Goal: Locate every line in the data that contains the string "rear" and copy each one out. Matching is case-sensitive.

Exercise materials:

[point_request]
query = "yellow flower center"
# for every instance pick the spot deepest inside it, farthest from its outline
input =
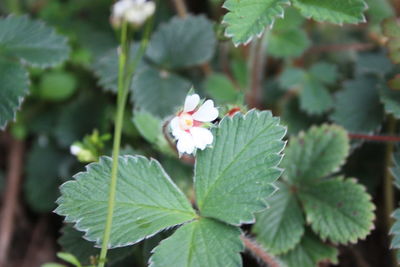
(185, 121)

--

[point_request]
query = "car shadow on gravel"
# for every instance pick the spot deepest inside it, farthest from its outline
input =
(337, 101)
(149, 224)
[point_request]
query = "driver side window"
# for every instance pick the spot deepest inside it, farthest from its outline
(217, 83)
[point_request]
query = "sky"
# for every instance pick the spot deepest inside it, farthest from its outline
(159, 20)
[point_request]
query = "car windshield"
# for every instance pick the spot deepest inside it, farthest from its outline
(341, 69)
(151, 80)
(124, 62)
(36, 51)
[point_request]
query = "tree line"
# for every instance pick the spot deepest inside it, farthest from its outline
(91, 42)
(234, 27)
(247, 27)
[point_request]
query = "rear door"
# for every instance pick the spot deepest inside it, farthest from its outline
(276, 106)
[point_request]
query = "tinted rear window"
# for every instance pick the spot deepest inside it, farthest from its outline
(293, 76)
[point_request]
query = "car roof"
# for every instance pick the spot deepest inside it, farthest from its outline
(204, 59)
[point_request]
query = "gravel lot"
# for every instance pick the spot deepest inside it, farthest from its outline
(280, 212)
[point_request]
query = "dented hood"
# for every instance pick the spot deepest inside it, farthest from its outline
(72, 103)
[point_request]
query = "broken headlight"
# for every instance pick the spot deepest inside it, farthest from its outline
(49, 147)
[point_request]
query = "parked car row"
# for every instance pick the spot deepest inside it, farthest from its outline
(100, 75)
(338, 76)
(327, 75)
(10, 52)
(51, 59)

...

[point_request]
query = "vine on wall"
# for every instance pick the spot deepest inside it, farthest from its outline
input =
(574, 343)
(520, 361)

Result of this exercise:
query = "rear door"
query = "tinted rear window"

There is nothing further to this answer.